- _TASK DESCRIPTION_: Gather every line of the entries that contains the word "railing" and copy each one out in full.

- _EXTRACTED DATA_:
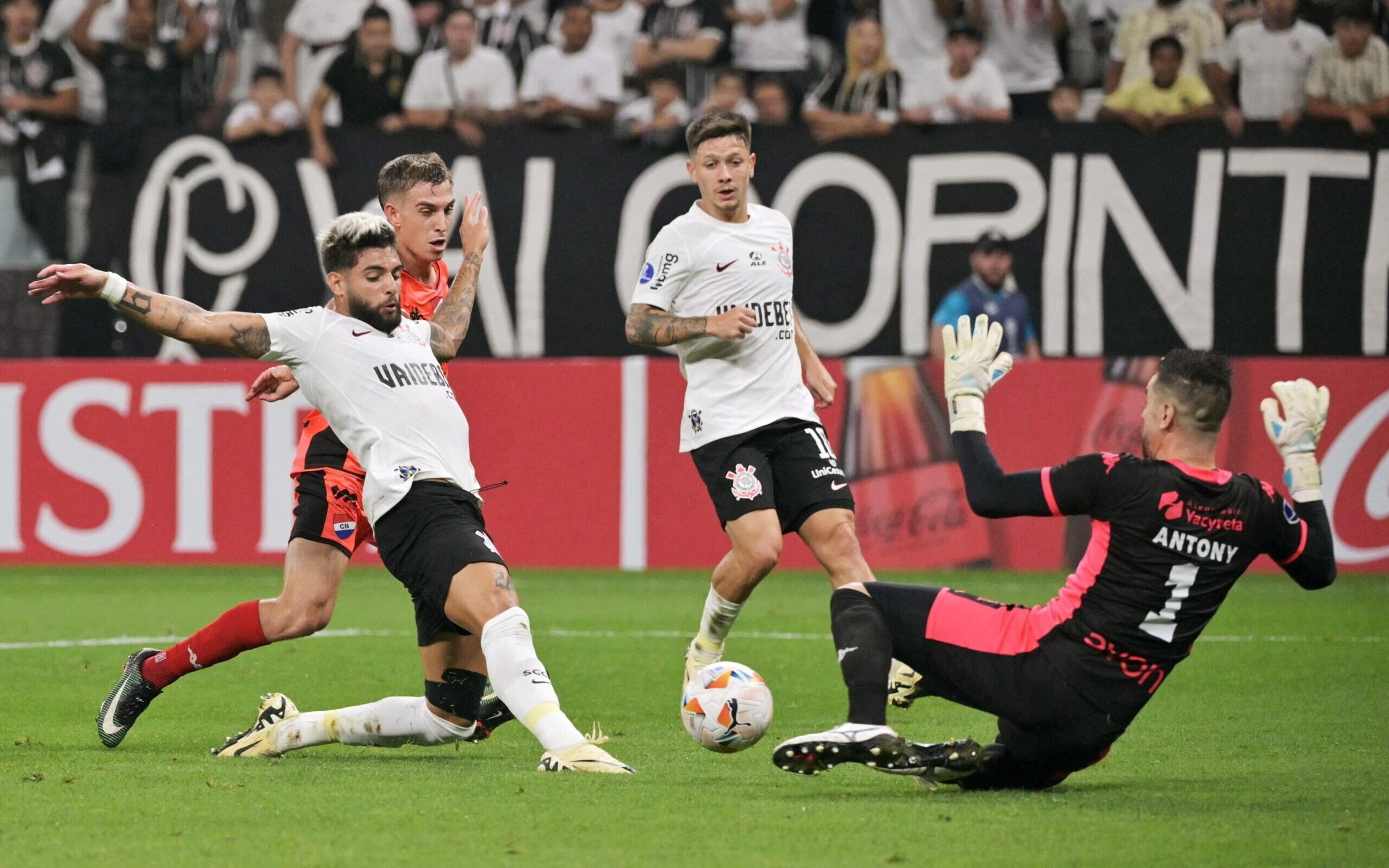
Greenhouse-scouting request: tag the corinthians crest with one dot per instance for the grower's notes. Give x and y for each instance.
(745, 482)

==

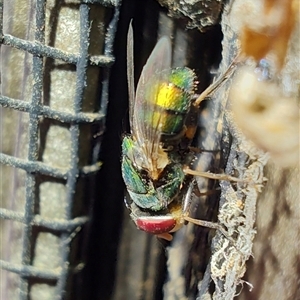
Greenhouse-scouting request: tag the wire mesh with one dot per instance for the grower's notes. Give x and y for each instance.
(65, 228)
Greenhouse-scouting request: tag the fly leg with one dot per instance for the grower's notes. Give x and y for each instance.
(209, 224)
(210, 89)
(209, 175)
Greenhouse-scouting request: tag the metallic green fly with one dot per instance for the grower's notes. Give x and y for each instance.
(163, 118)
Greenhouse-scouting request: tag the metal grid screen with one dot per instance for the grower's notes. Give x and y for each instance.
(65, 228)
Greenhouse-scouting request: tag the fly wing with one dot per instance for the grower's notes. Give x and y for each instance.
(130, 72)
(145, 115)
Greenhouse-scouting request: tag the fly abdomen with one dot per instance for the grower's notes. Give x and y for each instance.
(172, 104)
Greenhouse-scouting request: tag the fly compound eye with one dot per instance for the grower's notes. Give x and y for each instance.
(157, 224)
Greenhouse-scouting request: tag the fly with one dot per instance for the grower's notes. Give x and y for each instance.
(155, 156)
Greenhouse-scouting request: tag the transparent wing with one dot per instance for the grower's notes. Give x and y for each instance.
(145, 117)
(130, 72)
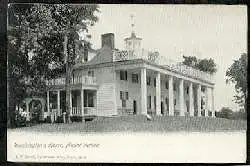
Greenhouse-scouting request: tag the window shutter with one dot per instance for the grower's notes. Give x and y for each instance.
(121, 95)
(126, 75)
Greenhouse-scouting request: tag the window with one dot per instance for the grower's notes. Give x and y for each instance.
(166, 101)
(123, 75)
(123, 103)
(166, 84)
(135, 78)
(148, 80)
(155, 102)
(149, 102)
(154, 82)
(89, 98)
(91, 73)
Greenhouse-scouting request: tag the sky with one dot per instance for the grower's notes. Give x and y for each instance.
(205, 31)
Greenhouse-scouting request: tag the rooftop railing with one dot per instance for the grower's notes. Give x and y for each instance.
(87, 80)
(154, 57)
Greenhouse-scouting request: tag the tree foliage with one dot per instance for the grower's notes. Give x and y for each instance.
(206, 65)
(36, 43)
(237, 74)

---

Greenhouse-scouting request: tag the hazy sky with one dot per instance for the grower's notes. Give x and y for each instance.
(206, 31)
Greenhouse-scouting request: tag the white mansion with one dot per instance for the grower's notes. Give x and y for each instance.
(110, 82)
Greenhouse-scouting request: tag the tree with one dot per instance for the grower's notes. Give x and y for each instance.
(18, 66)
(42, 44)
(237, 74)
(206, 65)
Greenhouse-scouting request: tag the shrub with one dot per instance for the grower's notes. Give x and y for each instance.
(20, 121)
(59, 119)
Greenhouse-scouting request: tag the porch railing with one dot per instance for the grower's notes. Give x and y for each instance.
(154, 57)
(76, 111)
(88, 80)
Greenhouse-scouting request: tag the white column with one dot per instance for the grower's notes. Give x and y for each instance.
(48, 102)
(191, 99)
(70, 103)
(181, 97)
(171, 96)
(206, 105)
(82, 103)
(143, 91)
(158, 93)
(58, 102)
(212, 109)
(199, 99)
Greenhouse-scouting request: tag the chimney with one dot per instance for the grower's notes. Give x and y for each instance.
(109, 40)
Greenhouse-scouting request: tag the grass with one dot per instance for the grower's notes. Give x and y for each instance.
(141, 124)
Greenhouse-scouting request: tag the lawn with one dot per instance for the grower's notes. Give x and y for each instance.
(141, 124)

- _TASK SOLUTION_:
Greenhouse-scouting request: tag the rooftop railing with one dot per instance for the grower's notes. Give x and y for each instance.
Greenhouse-scouting request: tag the porch railing with one dot per instance for the grower's notes. Give x and y for each instance.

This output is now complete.